Stated goal - Exact reproduction is required for all entries.

(Object position labeling entries)
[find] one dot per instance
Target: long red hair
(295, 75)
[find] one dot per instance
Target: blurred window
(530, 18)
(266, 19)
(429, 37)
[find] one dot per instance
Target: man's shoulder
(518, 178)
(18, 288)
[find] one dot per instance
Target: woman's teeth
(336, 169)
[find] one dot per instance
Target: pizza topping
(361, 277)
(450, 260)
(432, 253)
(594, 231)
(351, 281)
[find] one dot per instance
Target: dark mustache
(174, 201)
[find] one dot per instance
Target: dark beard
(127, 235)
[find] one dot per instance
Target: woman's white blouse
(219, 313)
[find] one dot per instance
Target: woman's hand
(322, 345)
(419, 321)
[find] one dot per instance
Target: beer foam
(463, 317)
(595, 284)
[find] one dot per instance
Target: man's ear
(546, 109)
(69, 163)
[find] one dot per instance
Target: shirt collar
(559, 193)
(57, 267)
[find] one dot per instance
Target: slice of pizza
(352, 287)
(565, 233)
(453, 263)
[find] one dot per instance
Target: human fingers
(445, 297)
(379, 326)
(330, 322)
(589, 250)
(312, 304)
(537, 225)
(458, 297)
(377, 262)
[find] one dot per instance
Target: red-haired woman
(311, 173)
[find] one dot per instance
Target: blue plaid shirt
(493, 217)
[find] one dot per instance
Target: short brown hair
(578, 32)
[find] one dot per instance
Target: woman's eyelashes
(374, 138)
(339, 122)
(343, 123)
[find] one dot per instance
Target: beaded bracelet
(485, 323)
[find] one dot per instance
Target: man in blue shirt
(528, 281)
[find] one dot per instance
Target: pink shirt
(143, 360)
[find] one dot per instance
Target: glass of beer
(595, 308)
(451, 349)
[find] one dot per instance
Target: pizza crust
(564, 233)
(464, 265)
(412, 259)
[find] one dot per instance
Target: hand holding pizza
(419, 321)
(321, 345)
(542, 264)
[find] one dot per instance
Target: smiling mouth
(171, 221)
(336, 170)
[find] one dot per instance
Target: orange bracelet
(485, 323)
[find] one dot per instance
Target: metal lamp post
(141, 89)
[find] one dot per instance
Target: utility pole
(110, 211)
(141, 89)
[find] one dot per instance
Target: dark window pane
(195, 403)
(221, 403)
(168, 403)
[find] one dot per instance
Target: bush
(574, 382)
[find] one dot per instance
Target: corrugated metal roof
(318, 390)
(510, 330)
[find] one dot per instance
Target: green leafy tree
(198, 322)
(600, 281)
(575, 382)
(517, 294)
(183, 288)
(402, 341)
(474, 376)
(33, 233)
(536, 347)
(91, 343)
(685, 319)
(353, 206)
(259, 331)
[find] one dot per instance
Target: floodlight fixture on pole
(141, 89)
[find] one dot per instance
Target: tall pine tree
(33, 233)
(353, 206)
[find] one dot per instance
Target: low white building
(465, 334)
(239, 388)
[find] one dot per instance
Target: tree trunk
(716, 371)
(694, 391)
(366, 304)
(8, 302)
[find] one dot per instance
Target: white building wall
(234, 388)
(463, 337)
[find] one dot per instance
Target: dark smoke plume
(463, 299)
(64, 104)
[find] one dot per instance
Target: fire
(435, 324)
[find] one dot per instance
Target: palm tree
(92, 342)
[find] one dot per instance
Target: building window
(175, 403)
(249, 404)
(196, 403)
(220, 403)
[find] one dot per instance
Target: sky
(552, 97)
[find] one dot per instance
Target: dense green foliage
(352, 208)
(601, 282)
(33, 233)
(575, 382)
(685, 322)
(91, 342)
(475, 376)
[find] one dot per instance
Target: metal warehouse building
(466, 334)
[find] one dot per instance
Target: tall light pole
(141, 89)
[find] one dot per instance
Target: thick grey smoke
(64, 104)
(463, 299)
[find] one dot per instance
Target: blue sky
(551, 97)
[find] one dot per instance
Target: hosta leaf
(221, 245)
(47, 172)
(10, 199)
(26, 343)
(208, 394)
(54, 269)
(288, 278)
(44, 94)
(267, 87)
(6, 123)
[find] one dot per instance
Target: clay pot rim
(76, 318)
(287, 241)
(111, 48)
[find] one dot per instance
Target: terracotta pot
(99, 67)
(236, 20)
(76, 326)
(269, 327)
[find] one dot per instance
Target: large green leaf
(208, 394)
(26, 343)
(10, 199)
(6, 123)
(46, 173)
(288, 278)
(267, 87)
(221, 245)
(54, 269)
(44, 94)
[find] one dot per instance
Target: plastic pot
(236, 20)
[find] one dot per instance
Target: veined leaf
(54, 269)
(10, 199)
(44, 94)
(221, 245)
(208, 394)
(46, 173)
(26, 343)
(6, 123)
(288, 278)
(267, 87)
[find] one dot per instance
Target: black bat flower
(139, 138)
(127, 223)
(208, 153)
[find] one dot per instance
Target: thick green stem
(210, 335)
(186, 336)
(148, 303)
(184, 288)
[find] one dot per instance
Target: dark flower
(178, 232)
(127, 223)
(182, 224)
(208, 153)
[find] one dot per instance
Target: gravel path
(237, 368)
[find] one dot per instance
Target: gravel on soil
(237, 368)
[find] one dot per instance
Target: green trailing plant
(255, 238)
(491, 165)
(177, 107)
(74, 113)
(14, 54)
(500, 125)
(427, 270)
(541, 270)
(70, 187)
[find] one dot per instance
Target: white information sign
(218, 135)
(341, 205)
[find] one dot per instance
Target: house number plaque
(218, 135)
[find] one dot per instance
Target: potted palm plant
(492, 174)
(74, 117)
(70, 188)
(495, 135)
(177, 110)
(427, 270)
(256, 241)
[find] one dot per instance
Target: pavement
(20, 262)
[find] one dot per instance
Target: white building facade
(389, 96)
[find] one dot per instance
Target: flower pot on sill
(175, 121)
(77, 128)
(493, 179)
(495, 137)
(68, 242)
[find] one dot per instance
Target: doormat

Expected answer -
[find] one dot per instance
Target: long red hair
(295, 75)
[find] one dot per instance
Target: blurred window
(530, 18)
(266, 19)
(429, 37)
[find] one dot per instance
Target: man's shoulder
(518, 178)
(18, 288)
[find] one dot per instance
Target: woman's teeth
(336, 169)
[find] one dot per instance
Target: pizza topping
(361, 277)
(450, 260)
(432, 253)
(594, 231)
(351, 281)
[find] one dot per instance
Target: dark mustache
(174, 201)
[find] one dot per instance
Target: dark beard
(127, 235)
[find] one dot per instance
Target: woman's white blouse
(219, 313)
[find] one dot per instance
Target: woman's hand
(322, 345)
(419, 321)
[find] one dot per instance
Target: beer foam
(463, 317)
(595, 284)
[find] one dot per instance
Target: man's ear
(546, 109)
(69, 163)
[find] one dot per instance
Target: shirt collar
(559, 193)
(57, 267)
[find] one dot per instance
Target: slice of pizza
(352, 287)
(565, 233)
(453, 263)
[find] one dot per instance
Target: human fingers
(445, 297)
(379, 326)
(330, 322)
(589, 250)
(312, 304)
(537, 225)
(458, 297)
(377, 262)
[find] one dot per instance
Target: red-haired woman
(311, 173)
[find] one dot per instance
Target: blue plaid shirt
(493, 217)
[find] one dot per instance
Target: short brown hair
(578, 32)
[find] one dot per instance
Target: woman's eyelashes
(374, 138)
(339, 122)
(343, 123)
[find] one dot per instance
Target: beaded bracelet
(485, 323)
[find] one dot per instance
Target: man in blue shirt
(528, 281)
[find] one dot per instance
Target: pink shirt
(143, 360)
[find] one dot per instance
Target: glass of beer
(595, 308)
(451, 349)
[find] one dot per instance
Target: pizza crust
(564, 233)
(464, 265)
(412, 259)
[find] one dot per instance
Target: hand holding pizza
(419, 321)
(321, 345)
(542, 264)
[find] one dot per instance
Target: smiling mouth
(171, 221)
(336, 170)
[find] one dot per instance
Target: orange bracelet
(485, 323)
[find] one dot per instance
Target: metal lamp post
(141, 89)
[find] one dot per instance
Target: utility pole
(110, 211)
(141, 89)
[find] one dot per instance
Target: dark window pane
(195, 403)
(221, 403)
(168, 403)
[find] one dot per instance
Target: bush
(574, 382)
[find] one dot per instance
Target: corrugated metal roof
(318, 390)
(510, 330)
[find] one dot per instance
Target: green leafy tree
(198, 322)
(600, 281)
(575, 382)
(517, 294)
(183, 288)
(402, 341)
(474, 376)
(33, 233)
(536, 347)
(91, 343)
(685, 319)
(353, 206)
(259, 331)
[find] one dot per instance
Target: floodlight fixture on pole
(141, 89)
[find] one dot per instance
Target: tall pine tree
(33, 233)
(353, 206)
[find] one dot per instance
Target: low white building
(465, 334)
(239, 388)
[find] one dot per instance
Target: tree trunk
(716, 371)
(694, 391)
(366, 304)
(8, 302)
[find] one dot per instance
Target: white building wall
(234, 388)
(463, 337)
[find] one dot per instance
Target: dark smoke plume
(463, 299)
(64, 104)
[find] one dot per instance
Target: fire
(435, 324)
[find] one dot per instance
Target: palm tree
(92, 342)
[find] one dot per instance
Target: building window
(175, 403)
(249, 404)
(196, 403)
(220, 403)
[find] one dot per instance
Target: sky
(552, 97)
[find] one dot per instance
Target: dense green foliage
(352, 208)
(601, 282)
(33, 233)
(575, 382)
(685, 322)
(91, 342)
(475, 376)
[find] one dot per instance
Target: metal warehouse building
(466, 334)
[find] one dot per instance
Target: tall light pole
(141, 89)
[find] one dot per instance
Target: thick grey smoke
(64, 104)
(463, 299)
[find] one dot per instance
Target: blue sky
(551, 97)
[find] one dot per instance
Target: hosta leaf
(221, 245)
(47, 172)
(10, 199)
(26, 343)
(208, 394)
(54, 269)
(288, 278)
(44, 94)
(267, 87)
(6, 123)
[find] one dot per instance
Target: clay pot rim
(76, 318)
(287, 241)
(111, 48)
[find] one dot per instance
Target: terracotta pot
(99, 67)
(236, 20)
(76, 326)
(269, 327)
[find] one dot per instance
Target: large green leaf
(208, 394)
(26, 343)
(10, 199)
(6, 123)
(46, 173)
(288, 278)
(267, 87)
(221, 245)
(54, 269)
(44, 94)
[find] one dot per instance
Target: plastic pot
(236, 20)
[find] one dot per instance
Target: veined leaf
(54, 269)
(10, 199)
(44, 94)
(221, 245)
(208, 394)
(46, 173)
(26, 343)
(6, 123)
(288, 278)
(267, 87)
[find] one dot per instance
Target: black bat flower
(139, 138)
(127, 223)
(208, 153)
[find] one dot per instance
Target: thick green stem
(210, 335)
(186, 336)
(148, 303)
(184, 288)
[find] one dot per instance
Target: dark flower
(178, 232)
(127, 223)
(182, 224)
(208, 153)
[find] one dot per instance
Target: gravel path
(237, 368)
[find] one dot per instance
Target: gravel on soil
(237, 368)
[find] one dot per instance
Target: green trailing plant
(255, 238)
(491, 165)
(177, 107)
(74, 113)
(14, 54)
(500, 125)
(427, 270)
(541, 270)
(70, 187)
[find] one dot per instance
Target: white information sign
(218, 135)
(341, 205)
[find] one dot per instance
Target: house number plaque
(218, 135)
[find] one dot per instance
Target: potted palm plant
(492, 174)
(74, 117)
(70, 188)
(495, 135)
(177, 110)
(427, 270)
(256, 241)
[find] one dot per instance
Target: pavement
(20, 262)
[find] one dot per instance
Target: white building facade
(389, 96)
[find] one dot per instance
Target: flower pot on sill
(175, 121)
(77, 128)
(493, 179)
(495, 137)
(68, 242)
[find] one dot per instance
Target: doormat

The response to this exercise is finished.